## Collected data
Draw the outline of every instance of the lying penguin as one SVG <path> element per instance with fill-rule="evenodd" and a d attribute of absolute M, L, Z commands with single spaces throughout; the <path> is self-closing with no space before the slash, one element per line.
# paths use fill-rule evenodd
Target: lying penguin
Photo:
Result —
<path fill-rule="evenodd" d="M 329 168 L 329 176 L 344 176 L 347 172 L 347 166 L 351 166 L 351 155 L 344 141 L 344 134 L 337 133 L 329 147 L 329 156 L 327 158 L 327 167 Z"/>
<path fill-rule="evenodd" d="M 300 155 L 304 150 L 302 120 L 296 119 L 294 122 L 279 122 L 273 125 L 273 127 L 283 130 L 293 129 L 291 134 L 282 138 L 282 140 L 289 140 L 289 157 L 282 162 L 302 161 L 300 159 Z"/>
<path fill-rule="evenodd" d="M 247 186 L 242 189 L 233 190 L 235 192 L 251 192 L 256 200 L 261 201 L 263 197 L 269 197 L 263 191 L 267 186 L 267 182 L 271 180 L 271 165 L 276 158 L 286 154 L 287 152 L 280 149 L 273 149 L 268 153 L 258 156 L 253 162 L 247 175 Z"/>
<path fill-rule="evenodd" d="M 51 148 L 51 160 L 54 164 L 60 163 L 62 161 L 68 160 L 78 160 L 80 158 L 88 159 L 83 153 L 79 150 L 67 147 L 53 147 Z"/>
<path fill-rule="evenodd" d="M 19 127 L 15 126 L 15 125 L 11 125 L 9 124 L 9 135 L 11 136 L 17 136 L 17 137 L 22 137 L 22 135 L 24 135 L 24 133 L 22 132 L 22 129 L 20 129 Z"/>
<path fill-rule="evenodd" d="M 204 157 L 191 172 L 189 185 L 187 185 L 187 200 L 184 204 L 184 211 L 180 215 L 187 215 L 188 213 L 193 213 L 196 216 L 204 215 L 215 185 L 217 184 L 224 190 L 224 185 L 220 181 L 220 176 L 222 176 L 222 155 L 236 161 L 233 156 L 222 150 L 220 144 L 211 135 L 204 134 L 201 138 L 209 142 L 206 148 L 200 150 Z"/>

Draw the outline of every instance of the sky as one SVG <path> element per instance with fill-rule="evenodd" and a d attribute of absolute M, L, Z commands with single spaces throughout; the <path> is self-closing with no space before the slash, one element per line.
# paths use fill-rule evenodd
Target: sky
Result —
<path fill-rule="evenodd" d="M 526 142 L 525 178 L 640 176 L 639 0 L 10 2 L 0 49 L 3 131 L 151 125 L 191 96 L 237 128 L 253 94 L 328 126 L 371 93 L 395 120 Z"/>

## Exercise requirements
Write the data back out verbatim.

## Output below
Draw the outline of every instance of the lying penguin as one SVG <path> element per instance with fill-rule="evenodd" and a d attribute of absolute M, L, Z commands with single spaces throughout; the <path> is self-closing with no space before the slash, one element per line.
# paths use fill-rule evenodd
Target: lying penguin
Photo:
Result —
<path fill-rule="evenodd" d="M 329 168 L 329 176 L 344 176 L 347 172 L 347 166 L 351 166 L 351 155 L 344 141 L 344 134 L 337 133 L 329 147 L 329 156 L 327 158 L 327 167 Z"/>
<path fill-rule="evenodd" d="M 300 155 L 304 150 L 302 120 L 296 119 L 294 122 L 279 122 L 273 125 L 273 127 L 283 130 L 293 129 L 291 134 L 282 138 L 282 140 L 289 140 L 289 157 L 282 162 L 302 161 L 300 159 Z"/>
<path fill-rule="evenodd" d="M 247 186 L 242 189 L 233 190 L 235 192 L 251 192 L 256 200 L 261 201 L 263 197 L 269 197 L 263 191 L 267 186 L 267 182 L 271 180 L 271 165 L 276 158 L 286 154 L 287 152 L 280 149 L 273 149 L 268 153 L 258 156 L 253 162 L 247 175 Z"/>
<path fill-rule="evenodd" d="M 51 148 L 51 160 L 54 164 L 60 163 L 62 161 L 68 160 L 78 160 L 80 158 L 88 159 L 83 153 L 79 150 L 67 147 L 53 147 Z"/>
<path fill-rule="evenodd" d="M 19 127 L 15 126 L 15 125 L 11 125 L 9 124 L 9 135 L 11 136 L 17 136 L 17 137 L 22 137 L 22 135 L 24 135 L 24 133 L 22 132 L 22 129 L 20 129 Z"/>
<path fill-rule="evenodd" d="M 204 157 L 191 172 L 189 185 L 187 185 L 187 200 L 184 204 L 184 211 L 180 215 L 187 215 L 188 213 L 193 213 L 196 216 L 204 215 L 215 185 L 217 184 L 224 190 L 224 185 L 220 181 L 220 176 L 222 176 L 222 155 L 236 161 L 233 156 L 222 150 L 220 144 L 211 135 L 204 134 L 201 138 L 209 142 L 206 148 L 200 150 Z"/>

Draw the outline of every instance of the sky as one SVG <path> element per instance with fill-rule="evenodd" and a d attribute of absolute M, L, Z commands with single spaces throughout; the <path> is self-closing with no space before the slash, one element per line.
# paths use fill-rule evenodd
Target: sky
Result —
<path fill-rule="evenodd" d="M 526 142 L 525 178 L 640 176 L 639 0 L 10 2 L 0 49 L 3 131 L 151 125 L 191 96 L 237 128 L 253 94 L 328 126 L 371 93 L 395 120 Z"/>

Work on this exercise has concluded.